> WHAT YOU HAVE TO DO:
Rewrite the part of the court decision that opens with the words containing "Claimant, a lineman" and closes with "claimant now appeals.", renaming "lineman" to "line worker" throughout.

PAGE TEXT: Begin

Matter of West v Niagara Mohawk Power Corp. |
2006 NY Slip Op 04142 [29 AD3d 1251] |
May 25, 2006 |
Appellate Division, Third Department |
Published by New York State Law Reporting Bureau pursuant to Judiciary Law § 431. |
In the Matter of the Claim of Samuel West, Appellant, v Niagara Mohawk Power Corporation, Respondent. Workers' Compensation Board, Respondent. |
—[*1]
Carpinello, J. Appeal from a decision of the Workers' Compensation Board, filed February 11, 2005, which ruled that claimant voluntarily withdrew from the labor market and denied his application for postretirement benefits.
Claimant, a lineman employed by Niagara Mohawk for 31 years, sustained a compensable back injury in October 2000. He underwent back surgery in January 2001 and was released by his doctor to return to work without any medical restrictions in April 2001. He returned to full-duty work as a lineman and continued to work as such until December 2001, when he decided to retire. Although claimant presented evidence that his decision to retire was compelled by his inability to perform his job duties, the workers' compensation law judge found that he had voluntarily retired. The Workers' Compensation Board affirmed this decision and claimant now appeals.

PAGE TEXT: End
INFORMATION: Begin

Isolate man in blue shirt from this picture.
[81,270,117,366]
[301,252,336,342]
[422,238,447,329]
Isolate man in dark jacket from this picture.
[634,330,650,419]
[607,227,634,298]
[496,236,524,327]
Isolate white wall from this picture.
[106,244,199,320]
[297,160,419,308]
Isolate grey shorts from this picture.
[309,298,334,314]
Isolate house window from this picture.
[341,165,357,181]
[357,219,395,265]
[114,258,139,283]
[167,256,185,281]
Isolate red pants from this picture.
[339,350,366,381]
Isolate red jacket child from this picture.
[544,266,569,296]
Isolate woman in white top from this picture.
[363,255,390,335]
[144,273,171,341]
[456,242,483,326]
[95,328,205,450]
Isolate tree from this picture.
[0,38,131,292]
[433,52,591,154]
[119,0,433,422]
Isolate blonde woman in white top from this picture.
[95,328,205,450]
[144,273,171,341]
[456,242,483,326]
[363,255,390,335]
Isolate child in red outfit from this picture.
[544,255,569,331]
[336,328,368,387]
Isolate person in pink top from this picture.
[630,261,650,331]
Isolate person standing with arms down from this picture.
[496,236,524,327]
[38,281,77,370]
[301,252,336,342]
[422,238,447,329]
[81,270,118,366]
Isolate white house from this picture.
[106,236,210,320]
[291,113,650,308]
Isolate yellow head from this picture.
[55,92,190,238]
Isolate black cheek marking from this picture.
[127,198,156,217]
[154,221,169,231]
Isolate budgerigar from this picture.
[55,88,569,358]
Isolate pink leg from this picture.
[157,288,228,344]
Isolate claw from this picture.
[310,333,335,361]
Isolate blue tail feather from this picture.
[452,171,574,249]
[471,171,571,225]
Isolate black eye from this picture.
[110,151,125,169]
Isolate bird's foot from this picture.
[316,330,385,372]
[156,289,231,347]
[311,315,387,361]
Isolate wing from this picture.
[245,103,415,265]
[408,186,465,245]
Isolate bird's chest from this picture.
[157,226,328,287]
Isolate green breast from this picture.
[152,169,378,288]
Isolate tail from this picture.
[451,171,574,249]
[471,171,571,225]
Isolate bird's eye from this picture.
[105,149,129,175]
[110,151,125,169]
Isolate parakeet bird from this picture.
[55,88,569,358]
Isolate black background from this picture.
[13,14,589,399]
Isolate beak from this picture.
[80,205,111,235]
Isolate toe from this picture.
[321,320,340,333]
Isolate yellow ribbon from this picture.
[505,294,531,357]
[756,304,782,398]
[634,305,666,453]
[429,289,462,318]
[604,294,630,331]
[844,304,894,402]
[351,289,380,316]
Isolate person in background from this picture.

INFORMATION: End

> TASK RESULT:
Claimant, a line worker employed by Niagara Mohawk for 31 years, sustained a compensable back injury in October 2000. He underwent back surgery in January 2001 and was released by his doctor to return to work without any medical restrictions in April 2001. He returned to full-duty work as a line worker and continued to work as such until December 2001, when he decided to retire. Although claimant presented evidence that his decision to retire was compelled by his inability to perform his job duties, the workers' compensation law judge found that he had voluntarily retired. The Workers' Compensation Board affirmed this decision and claimant now appeals.